─── Excerpt ───

“An ingeniously structured narrative that branches and canopies like the trees at the core of the story whose wonder and connectivity echo those of the humans living amongst them.”
― citation from the Pulitzer Prize in Fiction
Pretty impressive right? That’s why I’d been on the wait-list for The Overstory for months, but it kept appearing at inopportune times. I kept clicking “Deliver Later” until finally, in early December, I accepted.
As I began to read The Overstory, I realized it would be neither a quick, nor easy read. I ended up buying a copy, knowing I’d never finish before it was due back at the library.
At first, it seemed to be just a series of stories with trees in them that introduced unconnected characters: Adam, Mimi, Douglas, Olivia, Nick, Neelay, Patricia, Dorothy, and Ray. I double-checked the book. Nope, not a collection of stories. It was a novel. And a well-received and notable one at that. Therefore, I trusted the author and kept reading.
I’d had to do the same thing when I read Cold Mountain (Charles Frazier) and Life After Life (Kate Atkinson). I needed to keep going and trust that a pattern, a story, a theme would emerge. It did.
Essentially this is an epic love story about trees and the humans trying to protect them.
The history of trees:
“You and the tree in your backyard come from a common ancestor…A billion and a half years ago, the two of you parted ways.
“Men and trees are closer cousins than you think. We’re two things hatched from the same seed, heading off in opposite directions, using each other in a shared place.”
“This is not our world with trees in it. It’s a world of trees, where humans have just arrived.”

───

**Problem to work on**
Write out the passage of the review of The Overstory word for word, starting at "At first, it" and ending at "you parted ways.".

─── Supplied entries ───

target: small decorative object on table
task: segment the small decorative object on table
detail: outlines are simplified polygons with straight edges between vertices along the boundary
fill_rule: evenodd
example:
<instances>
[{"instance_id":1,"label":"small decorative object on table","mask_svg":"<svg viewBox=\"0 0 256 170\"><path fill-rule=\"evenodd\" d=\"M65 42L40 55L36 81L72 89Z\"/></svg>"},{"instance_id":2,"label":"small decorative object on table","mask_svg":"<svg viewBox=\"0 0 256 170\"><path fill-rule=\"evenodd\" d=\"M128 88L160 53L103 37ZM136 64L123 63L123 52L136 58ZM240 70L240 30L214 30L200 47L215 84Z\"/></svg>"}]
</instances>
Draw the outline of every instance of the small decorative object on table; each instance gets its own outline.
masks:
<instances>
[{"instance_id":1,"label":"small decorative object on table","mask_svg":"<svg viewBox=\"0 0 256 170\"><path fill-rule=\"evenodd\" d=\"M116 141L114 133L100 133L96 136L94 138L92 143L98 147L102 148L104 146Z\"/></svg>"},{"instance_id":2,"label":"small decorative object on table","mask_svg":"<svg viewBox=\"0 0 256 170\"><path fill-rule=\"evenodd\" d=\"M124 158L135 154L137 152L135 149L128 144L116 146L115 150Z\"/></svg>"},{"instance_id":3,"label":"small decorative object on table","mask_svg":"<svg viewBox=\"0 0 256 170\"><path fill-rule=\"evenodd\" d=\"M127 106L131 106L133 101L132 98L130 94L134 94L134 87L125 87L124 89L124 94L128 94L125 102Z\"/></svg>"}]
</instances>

───

**Problem solution**
At first, it seemed to be just a series of stories with trees in them that introduced unconnected characters: Adam, Mimi, Douglas, Olivia, Nick, Neelay, Patricia, Dorothy, and Ray. I double-checked the book. Nope, not a collection of stories. It was a novel. And a well-received and notable one at that. Therefore, I trusted the author and kept reading.
I’d had to do the same thing when I read Cold Mountain (Charles Frazier) and Life After Life (Kate Atkinson). I needed to keep going and trust that a pattern, a story, a theme would emerge. It did.
Essentially this is an epic love story about trees and the humans trying to protect them.
The history of trees:
“You and the tree in your backyard come from a common ancestor…A billion and a half years ago, the two of you parted ways.